* _Provided text_:
However, these findings seemed to be puzzling because the body burden of chlorinated POPs has declined worldwide over the recent several decades after banning of production and usage in most developed countries while type 2 diabetes show a recent worldwide epidemic. If chlorinated POPs are really important in the development of type 2 diabetes, how is this kind of mismatch of time trend possible? Our explanation on this issue was that a low dose but persistent exposure might be more harmful than high dose exposures if chlorinated POPs are involved in the pathogenesis of type 2 diabetes as endocrine disruptors.

Larger effects from low dose exposure than high dose exposure have been proposed as possible biological responses of chemicals with endocrine disrupting properties [5]. It is different from traditional toxicology, which assumes a linear dose-response relation. In fact, POPs are well-known endocrine disruptors. In biological systems, there is a linear dose-response relation only up to a dose that occupies about 10% of receptors. As doses of hormone further increases, the occupancy rate does not linearly increase. In addition, a linearity of biological response is observed at much lower doses of hormones than that showing linearity with receptor occupancy. Under the high dose exposure of hormones, there is even down-regulation of receptors as the dose further increases [6]. Thus, chemicals with endocrine disrupting properties can make inverted U dose-response curves with certain biological endpoints.

These cross-sectional associations were recently confirmed by several prospective studies, even though the kinds of individual POPs predicting type 2 diabetes and the shapes of the dose-response curves were not exactly the same among the studies [7-10]. Also, some OC pesticides and PCBs predicted insulin resistance and dyslipidemia among persons without type 2 diabetes [8]. One recent animal study strongly supported the findings from epidemiological studies. Rats exposed to POPs through the consumption of fish oil contaminated with various POPs developed dyslipidemia, hepatosteatosis, and insulin resistance [11]. Also, POPs down-regulated insulin-induced gene-1 and Lpin1, two master regulators of lipid homeostasis [11].

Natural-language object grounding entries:
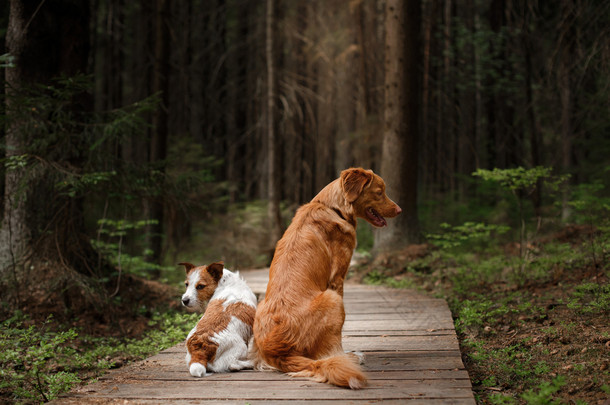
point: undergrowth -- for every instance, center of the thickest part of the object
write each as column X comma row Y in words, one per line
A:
column 38, row 362
column 531, row 314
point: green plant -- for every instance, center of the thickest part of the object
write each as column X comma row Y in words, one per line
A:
column 544, row 395
column 588, row 298
column 32, row 359
column 469, row 232
column 37, row 363
column 522, row 183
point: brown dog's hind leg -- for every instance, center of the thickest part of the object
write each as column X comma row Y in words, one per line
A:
column 323, row 334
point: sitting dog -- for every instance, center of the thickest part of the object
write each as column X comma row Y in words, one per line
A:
column 219, row 341
column 298, row 325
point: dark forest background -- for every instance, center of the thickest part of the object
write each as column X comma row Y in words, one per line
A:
column 142, row 133
column 138, row 134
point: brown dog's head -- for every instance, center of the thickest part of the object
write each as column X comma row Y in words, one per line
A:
column 365, row 191
column 201, row 282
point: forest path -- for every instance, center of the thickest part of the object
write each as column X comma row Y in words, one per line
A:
column 410, row 346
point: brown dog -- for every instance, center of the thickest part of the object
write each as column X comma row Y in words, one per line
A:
column 297, row 328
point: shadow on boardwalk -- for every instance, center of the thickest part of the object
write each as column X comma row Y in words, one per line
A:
column 411, row 353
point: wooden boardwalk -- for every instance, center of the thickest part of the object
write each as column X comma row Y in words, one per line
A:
column 411, row 354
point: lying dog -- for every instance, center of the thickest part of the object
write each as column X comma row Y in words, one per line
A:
column 219, row 341
column 297, row 328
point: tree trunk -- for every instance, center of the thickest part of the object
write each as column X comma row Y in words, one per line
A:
column 153, row 206
column 401, row 121
column 46, row 42
column 273, row 208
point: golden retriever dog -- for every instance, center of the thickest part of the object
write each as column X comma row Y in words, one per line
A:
column 297, row 327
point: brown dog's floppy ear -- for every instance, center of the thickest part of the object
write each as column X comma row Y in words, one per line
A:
column 353, row 182
column 187, row 266
column 215, row 270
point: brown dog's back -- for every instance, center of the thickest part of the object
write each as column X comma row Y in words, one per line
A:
column 298, row 325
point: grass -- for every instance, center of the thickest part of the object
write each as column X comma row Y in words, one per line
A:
column 538, row 336
column 39, row 361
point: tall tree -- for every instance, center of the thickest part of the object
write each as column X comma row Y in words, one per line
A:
column 153, row 207
column 273, row 169
column 46, row 40
column 399, row 160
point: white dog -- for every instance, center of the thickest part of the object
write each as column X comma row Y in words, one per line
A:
column 219, row 341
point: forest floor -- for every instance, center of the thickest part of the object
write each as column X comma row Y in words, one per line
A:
column 533, row 334
column 532, row 329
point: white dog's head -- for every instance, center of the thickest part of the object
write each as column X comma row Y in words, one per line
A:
column 201, row 282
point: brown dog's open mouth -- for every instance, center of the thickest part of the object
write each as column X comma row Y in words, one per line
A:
column 374, row 218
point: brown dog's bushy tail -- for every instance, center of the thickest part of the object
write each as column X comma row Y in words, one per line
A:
column 340, row 370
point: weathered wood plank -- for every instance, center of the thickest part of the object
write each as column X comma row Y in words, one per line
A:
column 408, row 339
column 281, row 390
column 374, row 361
column 177, row 401
column 181, row 373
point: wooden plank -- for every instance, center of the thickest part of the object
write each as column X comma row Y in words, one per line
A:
column 177, row 401
column 282, row 390
column 411, row 323
column 181, row 374
column 404, row 343
column 386, row 360
column 408, row 339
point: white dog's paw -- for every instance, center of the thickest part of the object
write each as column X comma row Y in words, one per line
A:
column 197, row 370
column 240, row 365
column 359, row 356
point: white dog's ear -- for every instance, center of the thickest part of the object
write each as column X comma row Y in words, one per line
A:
column 187, row 266
column 215, row 270
column 353, row 182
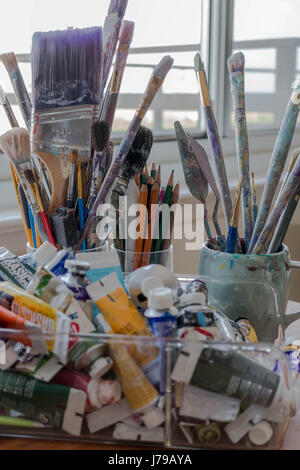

* _Exercise description_: According to the text on chlorinated POPs and type 2 diabetes, up to what dose does a linear dose-response relation hold in biological systems?

* _Result of the task_: Up to a dose that occupies about 10% of receptors.